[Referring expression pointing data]
□ □ □

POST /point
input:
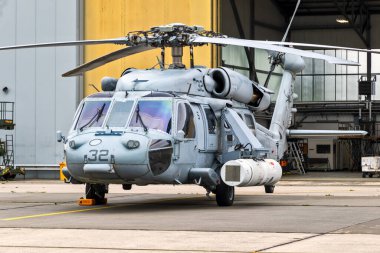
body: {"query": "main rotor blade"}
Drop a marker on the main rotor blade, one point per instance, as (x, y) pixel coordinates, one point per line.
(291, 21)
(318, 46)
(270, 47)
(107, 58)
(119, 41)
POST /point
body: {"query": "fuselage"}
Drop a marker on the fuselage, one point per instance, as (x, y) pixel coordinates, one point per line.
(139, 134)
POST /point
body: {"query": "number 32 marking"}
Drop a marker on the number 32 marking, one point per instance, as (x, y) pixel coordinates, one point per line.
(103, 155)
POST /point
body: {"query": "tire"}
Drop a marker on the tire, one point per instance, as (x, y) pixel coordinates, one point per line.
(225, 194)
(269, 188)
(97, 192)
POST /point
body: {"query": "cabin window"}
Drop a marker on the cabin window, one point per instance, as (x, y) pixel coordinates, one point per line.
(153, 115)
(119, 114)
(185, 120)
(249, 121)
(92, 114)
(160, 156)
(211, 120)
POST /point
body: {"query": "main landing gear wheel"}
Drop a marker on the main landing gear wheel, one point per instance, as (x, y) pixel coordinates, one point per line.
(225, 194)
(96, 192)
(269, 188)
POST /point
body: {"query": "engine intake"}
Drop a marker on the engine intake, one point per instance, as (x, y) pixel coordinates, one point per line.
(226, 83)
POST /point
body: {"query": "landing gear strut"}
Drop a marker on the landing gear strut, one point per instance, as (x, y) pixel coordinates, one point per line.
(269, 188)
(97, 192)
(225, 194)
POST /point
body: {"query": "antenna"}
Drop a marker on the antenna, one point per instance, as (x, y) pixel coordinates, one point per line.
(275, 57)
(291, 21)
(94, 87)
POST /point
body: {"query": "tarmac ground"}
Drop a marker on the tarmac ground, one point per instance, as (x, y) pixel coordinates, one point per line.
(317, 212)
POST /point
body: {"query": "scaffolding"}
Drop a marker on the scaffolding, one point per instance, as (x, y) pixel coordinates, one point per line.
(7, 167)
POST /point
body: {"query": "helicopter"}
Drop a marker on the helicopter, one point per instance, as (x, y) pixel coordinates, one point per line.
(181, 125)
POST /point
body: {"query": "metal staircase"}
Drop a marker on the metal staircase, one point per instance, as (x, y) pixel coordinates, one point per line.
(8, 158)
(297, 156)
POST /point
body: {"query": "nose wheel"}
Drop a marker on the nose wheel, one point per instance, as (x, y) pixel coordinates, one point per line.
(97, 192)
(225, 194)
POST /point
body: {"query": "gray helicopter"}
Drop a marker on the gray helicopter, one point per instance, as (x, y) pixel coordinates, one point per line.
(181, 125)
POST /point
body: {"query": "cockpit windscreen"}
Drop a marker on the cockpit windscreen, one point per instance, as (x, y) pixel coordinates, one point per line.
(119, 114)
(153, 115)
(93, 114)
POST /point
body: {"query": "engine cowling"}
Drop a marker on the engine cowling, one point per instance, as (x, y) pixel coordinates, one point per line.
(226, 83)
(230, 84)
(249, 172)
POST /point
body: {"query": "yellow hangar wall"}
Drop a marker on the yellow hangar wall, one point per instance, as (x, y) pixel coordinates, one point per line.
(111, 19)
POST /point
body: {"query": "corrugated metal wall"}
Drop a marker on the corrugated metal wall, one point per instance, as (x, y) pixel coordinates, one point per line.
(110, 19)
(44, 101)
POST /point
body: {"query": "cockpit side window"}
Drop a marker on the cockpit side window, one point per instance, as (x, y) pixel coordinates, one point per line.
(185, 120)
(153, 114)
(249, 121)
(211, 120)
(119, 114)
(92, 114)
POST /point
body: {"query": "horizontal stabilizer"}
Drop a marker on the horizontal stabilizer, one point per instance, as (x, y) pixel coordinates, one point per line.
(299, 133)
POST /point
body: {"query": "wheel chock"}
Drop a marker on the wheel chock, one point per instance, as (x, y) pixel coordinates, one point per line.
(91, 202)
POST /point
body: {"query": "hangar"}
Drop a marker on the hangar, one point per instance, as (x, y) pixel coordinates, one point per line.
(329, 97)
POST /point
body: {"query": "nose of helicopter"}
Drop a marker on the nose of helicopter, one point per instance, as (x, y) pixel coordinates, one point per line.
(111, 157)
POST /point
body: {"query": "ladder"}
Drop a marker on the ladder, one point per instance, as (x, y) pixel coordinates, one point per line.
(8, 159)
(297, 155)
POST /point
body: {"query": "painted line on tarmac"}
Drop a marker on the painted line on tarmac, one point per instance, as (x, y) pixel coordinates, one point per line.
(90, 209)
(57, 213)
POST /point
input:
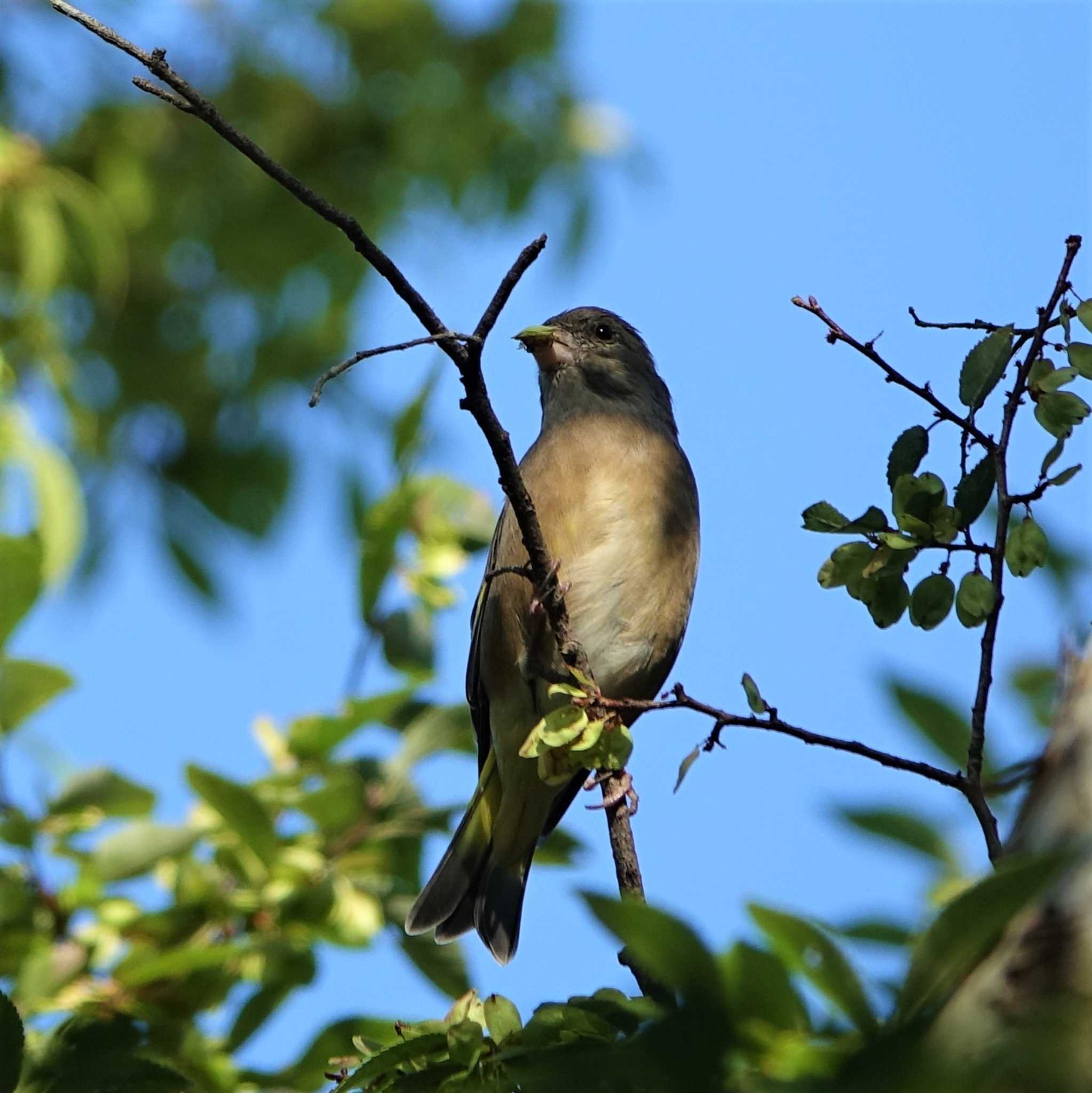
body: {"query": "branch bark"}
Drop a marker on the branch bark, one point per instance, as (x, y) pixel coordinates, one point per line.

□ □ □

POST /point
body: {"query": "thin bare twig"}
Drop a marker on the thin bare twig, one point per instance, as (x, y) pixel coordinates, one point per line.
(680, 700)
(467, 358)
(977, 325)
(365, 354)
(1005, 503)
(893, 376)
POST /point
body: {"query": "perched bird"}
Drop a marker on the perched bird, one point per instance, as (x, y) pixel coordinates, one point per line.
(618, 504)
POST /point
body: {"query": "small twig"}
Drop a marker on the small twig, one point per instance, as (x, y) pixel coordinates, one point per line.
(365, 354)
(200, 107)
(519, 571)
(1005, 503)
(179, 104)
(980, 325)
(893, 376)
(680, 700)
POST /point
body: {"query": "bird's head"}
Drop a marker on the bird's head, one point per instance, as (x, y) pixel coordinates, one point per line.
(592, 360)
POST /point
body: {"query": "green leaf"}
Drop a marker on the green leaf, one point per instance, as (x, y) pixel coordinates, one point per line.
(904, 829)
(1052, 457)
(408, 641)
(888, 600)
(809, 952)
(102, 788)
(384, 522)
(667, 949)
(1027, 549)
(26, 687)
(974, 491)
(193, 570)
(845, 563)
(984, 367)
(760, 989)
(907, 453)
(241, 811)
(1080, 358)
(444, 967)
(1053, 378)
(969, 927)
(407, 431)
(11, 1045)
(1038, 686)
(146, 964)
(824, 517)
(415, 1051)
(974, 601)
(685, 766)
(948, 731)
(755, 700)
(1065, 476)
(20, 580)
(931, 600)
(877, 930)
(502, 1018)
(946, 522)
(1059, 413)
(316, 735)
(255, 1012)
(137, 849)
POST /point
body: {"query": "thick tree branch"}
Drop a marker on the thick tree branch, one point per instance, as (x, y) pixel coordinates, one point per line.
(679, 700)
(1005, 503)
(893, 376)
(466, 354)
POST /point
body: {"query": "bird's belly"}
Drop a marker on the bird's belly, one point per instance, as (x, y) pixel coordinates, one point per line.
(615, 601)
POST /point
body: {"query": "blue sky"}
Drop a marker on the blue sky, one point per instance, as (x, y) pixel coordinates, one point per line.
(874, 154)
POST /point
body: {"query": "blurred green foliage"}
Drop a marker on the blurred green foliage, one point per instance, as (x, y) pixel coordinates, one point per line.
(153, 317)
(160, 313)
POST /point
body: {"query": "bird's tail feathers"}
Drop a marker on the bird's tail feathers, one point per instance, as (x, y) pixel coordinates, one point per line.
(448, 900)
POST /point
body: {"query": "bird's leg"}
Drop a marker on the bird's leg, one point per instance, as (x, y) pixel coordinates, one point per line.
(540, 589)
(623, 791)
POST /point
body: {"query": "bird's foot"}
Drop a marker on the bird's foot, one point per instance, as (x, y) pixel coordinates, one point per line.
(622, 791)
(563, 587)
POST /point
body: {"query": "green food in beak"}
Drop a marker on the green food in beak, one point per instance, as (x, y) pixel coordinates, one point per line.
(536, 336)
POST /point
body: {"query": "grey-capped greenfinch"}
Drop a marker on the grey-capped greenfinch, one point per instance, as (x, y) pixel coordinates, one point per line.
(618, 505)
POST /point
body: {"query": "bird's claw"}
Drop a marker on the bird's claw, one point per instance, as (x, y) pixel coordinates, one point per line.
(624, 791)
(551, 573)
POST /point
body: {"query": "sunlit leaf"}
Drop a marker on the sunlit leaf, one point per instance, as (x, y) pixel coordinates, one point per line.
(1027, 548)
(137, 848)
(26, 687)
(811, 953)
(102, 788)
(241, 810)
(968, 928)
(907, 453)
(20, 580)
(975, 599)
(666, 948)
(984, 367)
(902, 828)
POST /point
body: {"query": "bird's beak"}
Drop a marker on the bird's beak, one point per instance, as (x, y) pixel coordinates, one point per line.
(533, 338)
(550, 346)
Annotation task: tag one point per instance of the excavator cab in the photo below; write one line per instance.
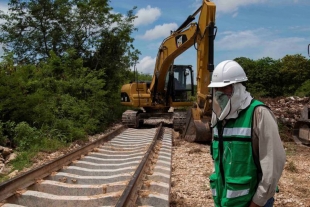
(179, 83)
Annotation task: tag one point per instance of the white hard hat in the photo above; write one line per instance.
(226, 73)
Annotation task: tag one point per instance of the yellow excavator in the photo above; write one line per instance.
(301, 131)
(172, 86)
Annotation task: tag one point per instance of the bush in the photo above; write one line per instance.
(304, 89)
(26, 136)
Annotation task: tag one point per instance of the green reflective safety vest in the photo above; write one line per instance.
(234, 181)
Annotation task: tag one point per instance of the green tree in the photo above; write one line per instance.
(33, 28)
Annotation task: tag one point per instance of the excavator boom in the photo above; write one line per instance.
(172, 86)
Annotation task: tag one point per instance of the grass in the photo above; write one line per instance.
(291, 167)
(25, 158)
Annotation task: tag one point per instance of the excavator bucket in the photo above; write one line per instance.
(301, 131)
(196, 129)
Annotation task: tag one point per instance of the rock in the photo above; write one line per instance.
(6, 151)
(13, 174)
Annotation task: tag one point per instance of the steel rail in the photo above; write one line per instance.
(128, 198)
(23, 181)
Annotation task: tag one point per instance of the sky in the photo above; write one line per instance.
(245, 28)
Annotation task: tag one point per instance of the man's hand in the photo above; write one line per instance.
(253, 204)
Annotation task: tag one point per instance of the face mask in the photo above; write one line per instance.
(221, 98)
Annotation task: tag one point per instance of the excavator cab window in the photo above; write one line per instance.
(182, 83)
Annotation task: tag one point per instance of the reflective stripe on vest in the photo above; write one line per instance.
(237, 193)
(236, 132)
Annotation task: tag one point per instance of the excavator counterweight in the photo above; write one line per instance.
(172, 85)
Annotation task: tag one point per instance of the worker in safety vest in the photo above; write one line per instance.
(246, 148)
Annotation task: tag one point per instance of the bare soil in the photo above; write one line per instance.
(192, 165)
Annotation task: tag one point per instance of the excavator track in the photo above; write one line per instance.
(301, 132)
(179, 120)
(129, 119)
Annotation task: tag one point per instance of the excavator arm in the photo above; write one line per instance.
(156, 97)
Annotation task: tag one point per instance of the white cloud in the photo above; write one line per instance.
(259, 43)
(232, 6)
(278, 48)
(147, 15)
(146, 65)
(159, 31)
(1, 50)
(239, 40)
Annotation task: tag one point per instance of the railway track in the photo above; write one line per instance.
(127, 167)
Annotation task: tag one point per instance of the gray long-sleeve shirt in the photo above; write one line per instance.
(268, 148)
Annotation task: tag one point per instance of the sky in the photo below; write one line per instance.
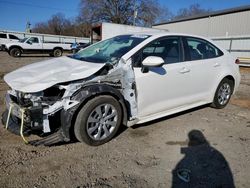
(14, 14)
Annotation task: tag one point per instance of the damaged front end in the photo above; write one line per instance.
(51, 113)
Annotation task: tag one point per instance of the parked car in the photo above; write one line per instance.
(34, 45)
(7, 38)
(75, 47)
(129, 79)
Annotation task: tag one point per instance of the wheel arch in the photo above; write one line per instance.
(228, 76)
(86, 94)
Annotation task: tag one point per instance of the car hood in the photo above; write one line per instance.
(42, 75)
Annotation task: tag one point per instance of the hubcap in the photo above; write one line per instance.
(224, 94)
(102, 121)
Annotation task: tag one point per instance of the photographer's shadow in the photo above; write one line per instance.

□ □ □

## Task description
"Drop a marker on the ladder, one" marks the first line to copy, and "Drop a marker on the branch" marks the last. Repeat that stretch above exactly, with no pictures.

## Task solution
Drop a marker on the ladder, one point per instance, as (x, y) pixel coordinates, one point per line.
(8, 159)
(297, 155)
POST /point
body: {"query": "painted line on tarmac"}
Drop a marker on the painted line on tarmac, one point per instance, as (x, y) pixel coordinates, one point per line.
(90, 209)
(57, 213)
POST /point
input:
body: {"query": "branch bark"}
Drop a marker on the branch bark, one point per instance, as (x, y) pixel coordinates, one point per line.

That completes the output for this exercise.